Excerpts from location labeling data
/---

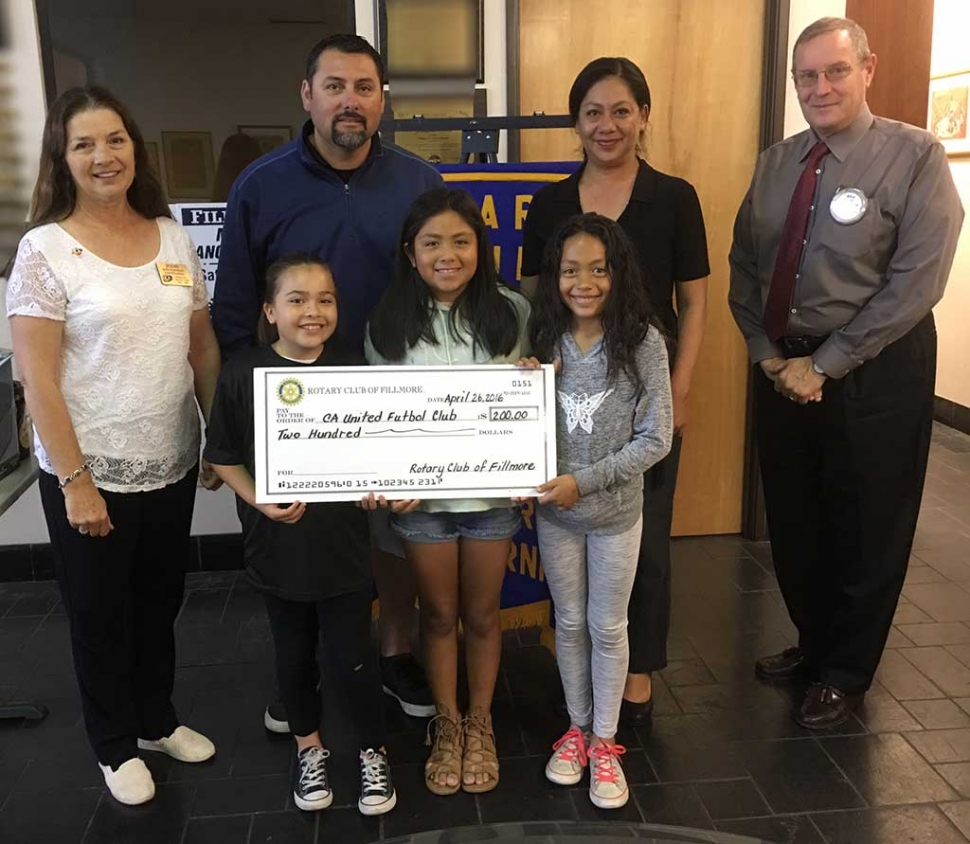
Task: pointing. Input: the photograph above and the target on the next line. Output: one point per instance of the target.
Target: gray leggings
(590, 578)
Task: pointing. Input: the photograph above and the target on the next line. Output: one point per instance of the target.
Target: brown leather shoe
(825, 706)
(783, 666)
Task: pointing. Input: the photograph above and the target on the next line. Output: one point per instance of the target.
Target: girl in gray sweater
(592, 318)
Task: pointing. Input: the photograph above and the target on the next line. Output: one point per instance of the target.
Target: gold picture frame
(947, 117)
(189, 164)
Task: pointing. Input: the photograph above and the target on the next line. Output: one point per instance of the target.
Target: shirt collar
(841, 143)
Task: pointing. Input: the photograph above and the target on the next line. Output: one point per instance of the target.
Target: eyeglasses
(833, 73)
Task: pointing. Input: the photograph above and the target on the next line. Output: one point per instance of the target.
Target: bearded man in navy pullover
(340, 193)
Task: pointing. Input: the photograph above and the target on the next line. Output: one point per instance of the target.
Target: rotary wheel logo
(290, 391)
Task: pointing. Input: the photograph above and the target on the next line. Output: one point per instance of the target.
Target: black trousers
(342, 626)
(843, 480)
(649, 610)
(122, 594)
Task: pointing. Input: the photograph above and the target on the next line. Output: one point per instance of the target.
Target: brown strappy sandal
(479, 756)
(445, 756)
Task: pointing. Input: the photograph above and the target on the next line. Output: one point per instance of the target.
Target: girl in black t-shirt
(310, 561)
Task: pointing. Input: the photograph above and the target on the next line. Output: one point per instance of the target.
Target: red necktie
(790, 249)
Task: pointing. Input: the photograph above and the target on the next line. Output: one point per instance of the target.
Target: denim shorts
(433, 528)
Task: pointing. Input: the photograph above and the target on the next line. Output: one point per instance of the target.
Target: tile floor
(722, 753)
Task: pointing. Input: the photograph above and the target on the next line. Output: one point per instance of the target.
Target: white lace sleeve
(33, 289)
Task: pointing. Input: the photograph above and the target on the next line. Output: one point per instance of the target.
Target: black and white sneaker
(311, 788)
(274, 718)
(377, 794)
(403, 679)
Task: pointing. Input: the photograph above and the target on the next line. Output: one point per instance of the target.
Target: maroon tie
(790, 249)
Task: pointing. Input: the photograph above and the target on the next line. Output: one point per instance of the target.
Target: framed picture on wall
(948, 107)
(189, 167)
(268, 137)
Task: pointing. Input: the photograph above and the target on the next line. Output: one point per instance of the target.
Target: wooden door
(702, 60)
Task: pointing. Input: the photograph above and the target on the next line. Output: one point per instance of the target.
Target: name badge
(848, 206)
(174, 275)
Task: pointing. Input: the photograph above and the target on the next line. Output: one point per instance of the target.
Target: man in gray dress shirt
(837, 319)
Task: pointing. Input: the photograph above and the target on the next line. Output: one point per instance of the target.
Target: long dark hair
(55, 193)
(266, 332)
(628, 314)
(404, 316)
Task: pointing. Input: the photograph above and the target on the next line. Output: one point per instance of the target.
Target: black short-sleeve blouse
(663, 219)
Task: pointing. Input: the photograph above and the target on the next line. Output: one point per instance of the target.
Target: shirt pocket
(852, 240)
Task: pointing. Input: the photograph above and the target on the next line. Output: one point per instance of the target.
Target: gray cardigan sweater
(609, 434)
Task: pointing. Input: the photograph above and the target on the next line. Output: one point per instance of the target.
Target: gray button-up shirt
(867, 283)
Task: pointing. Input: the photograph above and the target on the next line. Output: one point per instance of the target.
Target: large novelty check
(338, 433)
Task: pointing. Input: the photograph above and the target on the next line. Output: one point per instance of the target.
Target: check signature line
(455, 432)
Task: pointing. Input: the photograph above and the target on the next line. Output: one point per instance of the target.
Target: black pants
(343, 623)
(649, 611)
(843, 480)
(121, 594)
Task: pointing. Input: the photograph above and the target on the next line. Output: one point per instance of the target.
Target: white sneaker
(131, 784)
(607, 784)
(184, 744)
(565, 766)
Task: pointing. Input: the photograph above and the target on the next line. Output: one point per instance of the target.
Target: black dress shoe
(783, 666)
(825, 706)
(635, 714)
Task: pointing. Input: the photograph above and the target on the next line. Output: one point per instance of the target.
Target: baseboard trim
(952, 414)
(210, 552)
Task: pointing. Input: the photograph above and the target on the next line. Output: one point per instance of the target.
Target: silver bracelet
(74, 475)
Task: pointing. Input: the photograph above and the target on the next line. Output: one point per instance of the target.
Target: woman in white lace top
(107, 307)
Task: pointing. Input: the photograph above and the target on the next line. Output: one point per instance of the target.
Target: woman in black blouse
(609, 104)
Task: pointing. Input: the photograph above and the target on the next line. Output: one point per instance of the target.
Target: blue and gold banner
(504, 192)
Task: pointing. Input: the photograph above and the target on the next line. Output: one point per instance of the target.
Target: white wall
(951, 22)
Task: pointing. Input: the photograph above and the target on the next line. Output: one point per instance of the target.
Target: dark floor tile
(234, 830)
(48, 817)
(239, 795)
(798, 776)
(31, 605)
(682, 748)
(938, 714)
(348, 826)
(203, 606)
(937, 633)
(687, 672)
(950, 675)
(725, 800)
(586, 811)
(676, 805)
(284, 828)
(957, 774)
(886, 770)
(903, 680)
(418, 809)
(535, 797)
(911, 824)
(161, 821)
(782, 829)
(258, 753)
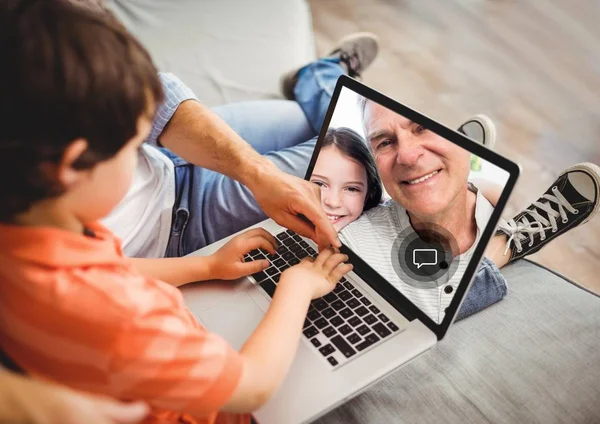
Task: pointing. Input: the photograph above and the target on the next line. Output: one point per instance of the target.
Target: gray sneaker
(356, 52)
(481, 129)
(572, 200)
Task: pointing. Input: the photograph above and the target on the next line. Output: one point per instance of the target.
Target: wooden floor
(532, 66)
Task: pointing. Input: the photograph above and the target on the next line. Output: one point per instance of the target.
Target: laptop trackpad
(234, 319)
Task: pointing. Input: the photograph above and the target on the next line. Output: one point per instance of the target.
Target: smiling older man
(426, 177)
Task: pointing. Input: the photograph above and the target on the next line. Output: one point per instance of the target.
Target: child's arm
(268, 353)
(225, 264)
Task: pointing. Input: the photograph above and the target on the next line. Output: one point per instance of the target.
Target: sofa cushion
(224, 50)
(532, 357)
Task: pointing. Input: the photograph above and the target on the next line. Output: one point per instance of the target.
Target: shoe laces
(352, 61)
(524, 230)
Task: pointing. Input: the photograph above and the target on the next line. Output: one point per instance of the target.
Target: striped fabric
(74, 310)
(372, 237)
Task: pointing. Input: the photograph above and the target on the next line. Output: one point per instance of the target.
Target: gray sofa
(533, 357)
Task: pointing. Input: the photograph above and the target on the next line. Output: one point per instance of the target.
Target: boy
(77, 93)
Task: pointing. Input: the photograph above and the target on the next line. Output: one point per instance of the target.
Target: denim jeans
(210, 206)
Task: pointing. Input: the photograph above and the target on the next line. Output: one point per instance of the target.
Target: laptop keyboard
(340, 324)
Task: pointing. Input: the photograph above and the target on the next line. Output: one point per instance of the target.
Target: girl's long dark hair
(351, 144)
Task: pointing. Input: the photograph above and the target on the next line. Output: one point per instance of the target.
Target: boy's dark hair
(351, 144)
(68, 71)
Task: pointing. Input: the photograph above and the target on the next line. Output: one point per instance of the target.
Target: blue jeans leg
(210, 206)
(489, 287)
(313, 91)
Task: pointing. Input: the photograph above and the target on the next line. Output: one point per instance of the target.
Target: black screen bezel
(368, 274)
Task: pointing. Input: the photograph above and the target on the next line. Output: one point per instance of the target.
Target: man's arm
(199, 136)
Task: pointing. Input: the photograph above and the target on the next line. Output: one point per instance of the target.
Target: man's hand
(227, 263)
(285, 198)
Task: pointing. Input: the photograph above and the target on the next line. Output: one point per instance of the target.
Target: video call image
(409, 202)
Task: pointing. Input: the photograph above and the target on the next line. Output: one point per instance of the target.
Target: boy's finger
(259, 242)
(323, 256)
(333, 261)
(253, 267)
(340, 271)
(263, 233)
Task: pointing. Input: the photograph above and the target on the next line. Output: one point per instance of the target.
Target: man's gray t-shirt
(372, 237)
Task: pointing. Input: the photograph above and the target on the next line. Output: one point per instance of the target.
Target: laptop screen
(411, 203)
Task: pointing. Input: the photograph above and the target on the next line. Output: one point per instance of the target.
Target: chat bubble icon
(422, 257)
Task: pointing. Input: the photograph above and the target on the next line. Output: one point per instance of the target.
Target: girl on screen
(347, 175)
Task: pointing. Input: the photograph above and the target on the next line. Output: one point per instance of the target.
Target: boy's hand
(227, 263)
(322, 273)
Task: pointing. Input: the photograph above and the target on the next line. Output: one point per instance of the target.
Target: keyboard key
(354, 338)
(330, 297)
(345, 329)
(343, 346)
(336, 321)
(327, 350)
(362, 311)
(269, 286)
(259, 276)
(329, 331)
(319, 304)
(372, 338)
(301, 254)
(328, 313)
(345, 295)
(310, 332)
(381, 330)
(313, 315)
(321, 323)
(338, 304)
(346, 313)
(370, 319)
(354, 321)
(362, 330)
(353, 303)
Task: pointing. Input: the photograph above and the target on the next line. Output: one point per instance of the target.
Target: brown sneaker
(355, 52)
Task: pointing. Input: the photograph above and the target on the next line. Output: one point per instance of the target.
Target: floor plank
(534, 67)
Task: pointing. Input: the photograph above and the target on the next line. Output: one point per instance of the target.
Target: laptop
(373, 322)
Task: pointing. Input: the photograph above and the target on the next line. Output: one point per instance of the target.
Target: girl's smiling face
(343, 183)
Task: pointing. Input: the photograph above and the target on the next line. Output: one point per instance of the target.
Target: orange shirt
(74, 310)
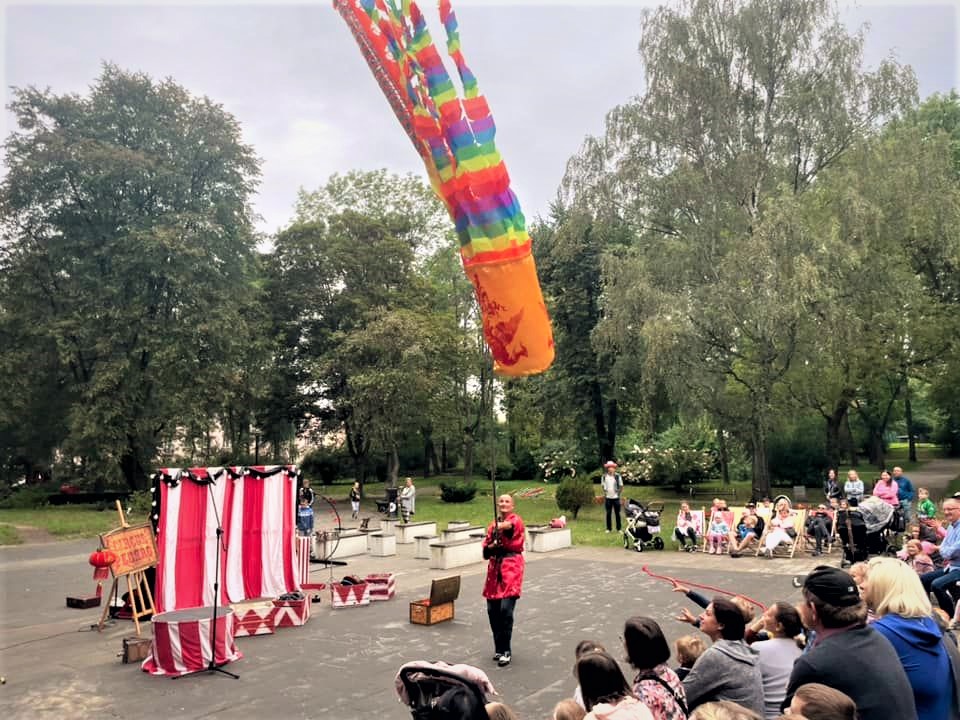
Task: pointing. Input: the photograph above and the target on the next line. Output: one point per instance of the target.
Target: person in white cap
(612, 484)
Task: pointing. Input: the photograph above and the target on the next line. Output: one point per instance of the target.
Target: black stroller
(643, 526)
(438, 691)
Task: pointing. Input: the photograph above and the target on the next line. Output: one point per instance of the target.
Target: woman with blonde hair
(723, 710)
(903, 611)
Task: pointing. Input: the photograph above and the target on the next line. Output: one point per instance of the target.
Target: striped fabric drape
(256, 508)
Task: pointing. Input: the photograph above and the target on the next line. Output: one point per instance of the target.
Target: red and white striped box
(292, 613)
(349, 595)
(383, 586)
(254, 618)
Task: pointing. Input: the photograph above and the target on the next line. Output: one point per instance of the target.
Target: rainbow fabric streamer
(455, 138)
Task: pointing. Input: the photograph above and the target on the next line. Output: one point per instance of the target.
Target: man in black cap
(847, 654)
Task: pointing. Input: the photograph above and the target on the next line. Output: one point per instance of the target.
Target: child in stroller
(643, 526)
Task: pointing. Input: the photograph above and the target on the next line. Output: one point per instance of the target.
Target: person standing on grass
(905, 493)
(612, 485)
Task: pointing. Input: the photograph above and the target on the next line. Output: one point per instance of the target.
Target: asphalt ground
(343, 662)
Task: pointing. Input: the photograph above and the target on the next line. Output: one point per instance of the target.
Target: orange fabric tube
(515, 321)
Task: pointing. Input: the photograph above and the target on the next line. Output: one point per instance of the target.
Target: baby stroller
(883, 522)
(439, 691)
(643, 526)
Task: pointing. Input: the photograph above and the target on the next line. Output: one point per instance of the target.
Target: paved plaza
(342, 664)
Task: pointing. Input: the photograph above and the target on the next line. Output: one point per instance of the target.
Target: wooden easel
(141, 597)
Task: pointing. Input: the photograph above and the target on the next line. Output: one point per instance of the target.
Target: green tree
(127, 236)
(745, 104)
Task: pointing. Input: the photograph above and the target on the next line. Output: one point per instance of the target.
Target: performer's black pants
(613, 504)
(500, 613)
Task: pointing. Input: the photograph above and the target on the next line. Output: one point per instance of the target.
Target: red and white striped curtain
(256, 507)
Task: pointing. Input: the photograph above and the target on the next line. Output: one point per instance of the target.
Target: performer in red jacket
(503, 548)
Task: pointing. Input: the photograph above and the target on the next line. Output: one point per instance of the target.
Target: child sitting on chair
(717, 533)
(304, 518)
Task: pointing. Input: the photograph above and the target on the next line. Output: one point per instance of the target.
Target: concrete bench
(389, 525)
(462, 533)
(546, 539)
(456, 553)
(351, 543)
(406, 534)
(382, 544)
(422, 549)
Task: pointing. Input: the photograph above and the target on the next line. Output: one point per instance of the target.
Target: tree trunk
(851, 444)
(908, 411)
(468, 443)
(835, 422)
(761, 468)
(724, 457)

\---

Identify every line in the records above that contains the string "check", and copy each of those lines in full.

WRITTEN RESPONSE
Target: large novelty check
Target: check signature line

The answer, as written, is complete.